Copy out the line containing "Query: ridged horn" and each line after it, through the last one in the material, exactly as written.

***

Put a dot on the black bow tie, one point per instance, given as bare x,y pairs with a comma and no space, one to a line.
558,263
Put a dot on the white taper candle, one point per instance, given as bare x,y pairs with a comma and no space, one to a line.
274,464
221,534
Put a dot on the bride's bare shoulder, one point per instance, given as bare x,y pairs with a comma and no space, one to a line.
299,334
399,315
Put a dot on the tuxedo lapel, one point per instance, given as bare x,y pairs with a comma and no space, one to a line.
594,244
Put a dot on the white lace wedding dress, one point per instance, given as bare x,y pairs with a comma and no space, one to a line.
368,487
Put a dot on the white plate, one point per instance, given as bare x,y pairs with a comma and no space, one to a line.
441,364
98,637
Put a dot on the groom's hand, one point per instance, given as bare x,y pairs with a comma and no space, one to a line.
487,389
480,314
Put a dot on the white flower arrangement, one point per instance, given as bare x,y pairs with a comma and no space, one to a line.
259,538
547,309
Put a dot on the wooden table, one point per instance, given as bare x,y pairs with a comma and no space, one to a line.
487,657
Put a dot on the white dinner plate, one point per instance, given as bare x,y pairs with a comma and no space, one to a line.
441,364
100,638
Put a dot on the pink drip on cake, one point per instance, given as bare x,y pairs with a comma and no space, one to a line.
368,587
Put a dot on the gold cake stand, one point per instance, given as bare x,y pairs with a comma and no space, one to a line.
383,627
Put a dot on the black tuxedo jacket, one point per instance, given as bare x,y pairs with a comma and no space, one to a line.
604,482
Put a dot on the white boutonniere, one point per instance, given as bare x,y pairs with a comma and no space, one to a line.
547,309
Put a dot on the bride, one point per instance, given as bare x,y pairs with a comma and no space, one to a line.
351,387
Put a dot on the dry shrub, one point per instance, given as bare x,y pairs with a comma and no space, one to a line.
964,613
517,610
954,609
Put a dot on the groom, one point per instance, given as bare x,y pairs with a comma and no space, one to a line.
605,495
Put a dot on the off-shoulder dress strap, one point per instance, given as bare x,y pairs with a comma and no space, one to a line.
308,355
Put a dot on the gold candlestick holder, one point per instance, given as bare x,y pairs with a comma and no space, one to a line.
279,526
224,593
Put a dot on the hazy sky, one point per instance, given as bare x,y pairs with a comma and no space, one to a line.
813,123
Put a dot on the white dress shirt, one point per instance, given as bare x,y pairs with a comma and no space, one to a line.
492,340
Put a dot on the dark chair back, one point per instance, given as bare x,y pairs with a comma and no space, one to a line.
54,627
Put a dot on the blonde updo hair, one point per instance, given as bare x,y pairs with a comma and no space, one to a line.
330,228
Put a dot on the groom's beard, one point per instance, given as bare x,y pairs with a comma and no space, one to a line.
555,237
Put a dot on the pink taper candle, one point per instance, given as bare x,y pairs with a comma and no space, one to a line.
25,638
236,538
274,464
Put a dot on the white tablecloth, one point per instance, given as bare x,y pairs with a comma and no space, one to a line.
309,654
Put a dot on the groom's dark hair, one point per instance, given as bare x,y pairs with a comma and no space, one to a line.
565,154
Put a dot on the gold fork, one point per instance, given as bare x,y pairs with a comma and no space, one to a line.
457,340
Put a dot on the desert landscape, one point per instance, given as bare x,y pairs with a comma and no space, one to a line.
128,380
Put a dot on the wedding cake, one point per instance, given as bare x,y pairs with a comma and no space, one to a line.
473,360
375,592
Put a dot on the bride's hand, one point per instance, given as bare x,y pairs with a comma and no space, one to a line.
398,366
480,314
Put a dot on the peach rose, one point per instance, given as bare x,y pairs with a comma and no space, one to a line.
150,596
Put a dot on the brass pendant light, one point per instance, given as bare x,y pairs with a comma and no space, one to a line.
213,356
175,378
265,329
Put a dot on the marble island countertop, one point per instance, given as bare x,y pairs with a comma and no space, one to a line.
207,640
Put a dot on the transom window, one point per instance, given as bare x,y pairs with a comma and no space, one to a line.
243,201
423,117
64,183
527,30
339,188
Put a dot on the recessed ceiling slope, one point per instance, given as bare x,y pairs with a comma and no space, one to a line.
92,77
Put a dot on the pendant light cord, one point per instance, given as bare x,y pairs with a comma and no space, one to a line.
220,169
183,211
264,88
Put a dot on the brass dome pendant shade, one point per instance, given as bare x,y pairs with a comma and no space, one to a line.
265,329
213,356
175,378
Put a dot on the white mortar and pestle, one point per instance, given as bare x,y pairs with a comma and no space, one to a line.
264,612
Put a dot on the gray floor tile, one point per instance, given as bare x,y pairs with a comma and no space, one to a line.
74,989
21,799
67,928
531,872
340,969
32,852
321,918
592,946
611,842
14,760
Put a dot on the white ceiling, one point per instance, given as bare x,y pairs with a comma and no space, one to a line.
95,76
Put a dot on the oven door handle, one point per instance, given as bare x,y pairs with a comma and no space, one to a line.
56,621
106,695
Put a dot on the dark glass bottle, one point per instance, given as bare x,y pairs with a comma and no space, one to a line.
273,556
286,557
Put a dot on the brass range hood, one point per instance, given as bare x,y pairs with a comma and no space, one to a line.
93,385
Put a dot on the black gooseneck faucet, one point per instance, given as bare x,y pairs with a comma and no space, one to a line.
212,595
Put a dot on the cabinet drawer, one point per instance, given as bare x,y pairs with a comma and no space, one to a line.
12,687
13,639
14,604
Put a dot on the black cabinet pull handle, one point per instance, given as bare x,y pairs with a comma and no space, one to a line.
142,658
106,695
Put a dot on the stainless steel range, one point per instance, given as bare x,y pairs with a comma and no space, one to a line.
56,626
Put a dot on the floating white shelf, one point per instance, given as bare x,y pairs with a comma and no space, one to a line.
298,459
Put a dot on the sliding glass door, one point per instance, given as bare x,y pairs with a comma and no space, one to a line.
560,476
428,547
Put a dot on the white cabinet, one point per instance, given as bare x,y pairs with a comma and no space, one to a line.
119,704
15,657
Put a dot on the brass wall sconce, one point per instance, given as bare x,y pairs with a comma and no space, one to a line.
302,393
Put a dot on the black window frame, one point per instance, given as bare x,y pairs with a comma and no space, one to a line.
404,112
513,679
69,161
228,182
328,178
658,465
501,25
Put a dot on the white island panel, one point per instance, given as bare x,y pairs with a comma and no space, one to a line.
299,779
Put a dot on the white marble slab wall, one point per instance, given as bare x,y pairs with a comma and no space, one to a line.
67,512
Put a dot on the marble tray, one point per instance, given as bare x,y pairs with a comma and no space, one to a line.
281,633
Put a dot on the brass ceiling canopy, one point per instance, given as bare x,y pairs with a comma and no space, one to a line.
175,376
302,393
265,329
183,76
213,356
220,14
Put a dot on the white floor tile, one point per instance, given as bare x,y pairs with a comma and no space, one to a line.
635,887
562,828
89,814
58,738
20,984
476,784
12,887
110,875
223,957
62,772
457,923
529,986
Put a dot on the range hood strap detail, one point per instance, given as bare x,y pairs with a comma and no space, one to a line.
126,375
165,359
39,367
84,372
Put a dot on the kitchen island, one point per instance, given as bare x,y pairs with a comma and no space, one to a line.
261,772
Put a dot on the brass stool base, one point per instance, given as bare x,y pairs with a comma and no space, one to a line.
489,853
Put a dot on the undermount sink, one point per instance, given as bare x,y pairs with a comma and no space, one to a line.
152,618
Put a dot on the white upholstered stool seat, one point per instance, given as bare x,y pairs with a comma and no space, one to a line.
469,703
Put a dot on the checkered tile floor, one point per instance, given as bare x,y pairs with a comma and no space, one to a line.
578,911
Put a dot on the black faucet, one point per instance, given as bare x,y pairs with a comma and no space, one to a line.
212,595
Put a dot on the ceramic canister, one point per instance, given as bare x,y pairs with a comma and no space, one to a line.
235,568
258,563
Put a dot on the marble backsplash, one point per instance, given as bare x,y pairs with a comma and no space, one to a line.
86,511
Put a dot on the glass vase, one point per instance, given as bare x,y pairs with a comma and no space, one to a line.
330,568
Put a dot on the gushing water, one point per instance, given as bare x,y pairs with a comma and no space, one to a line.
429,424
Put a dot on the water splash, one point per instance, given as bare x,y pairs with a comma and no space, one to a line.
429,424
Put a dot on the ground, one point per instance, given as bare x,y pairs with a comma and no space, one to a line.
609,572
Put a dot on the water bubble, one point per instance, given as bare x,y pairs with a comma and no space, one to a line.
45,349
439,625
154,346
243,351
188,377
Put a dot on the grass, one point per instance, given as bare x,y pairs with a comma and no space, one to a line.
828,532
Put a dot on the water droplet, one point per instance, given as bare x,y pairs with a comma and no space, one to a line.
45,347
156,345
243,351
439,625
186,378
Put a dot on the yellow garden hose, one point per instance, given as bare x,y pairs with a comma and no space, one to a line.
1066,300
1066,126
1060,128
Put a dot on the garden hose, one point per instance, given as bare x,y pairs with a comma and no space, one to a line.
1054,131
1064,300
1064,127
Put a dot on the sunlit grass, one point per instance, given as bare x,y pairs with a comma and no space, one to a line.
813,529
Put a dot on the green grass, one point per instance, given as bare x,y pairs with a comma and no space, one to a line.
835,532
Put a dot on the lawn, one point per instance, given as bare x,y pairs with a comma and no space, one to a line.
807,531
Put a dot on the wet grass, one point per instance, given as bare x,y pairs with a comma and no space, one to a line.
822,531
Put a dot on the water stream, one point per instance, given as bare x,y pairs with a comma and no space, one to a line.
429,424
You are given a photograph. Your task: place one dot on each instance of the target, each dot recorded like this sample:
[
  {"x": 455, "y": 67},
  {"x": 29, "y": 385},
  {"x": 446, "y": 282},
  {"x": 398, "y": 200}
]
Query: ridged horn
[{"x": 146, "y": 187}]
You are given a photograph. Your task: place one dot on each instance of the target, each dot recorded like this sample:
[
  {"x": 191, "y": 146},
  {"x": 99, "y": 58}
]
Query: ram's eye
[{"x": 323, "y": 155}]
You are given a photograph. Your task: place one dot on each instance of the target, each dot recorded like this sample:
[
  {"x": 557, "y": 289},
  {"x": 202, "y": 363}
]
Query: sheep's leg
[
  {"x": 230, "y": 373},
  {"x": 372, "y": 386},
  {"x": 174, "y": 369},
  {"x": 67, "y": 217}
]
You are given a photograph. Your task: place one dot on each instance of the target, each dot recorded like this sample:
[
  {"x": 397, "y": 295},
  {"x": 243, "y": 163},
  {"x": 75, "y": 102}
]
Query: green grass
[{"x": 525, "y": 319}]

***

ANSWER TO THIS EXERCISE:
Query: ridged horn
[{"x": 146, "y": 187}]
You are given a photograph. Your task: place one dot on each instance of the target, each dot recorded like this sample:
[
  {"x": 191, "y": 146},
  {"x": 99, "y": 58}
]
Query: ram's eye
[{"x": 323, "y": 155}]
You are given a photograph. Your task: place one dot on each instance of the target, each dot recorded like this sample:
[
  {"x": 557, "y": 289},
  {"x": 202, "y": 363}
]
Query: sheep's leg
[
  {"x": 230, "y": 373},
  {"x": 372, "y": 386},
  {"x": 174, "y": 369},
  {"x": 67, "y": 217}
]
You are given a photograph. Your task: place one dot on each instance of the target, each dot recorded like this sample:
[
  {"x": 397, "y": 295},
  {"x": 243, "y": 163},
  {"x": 75, "y": 102}
]
Query: green grass
[{"x": 525, "y": 319}]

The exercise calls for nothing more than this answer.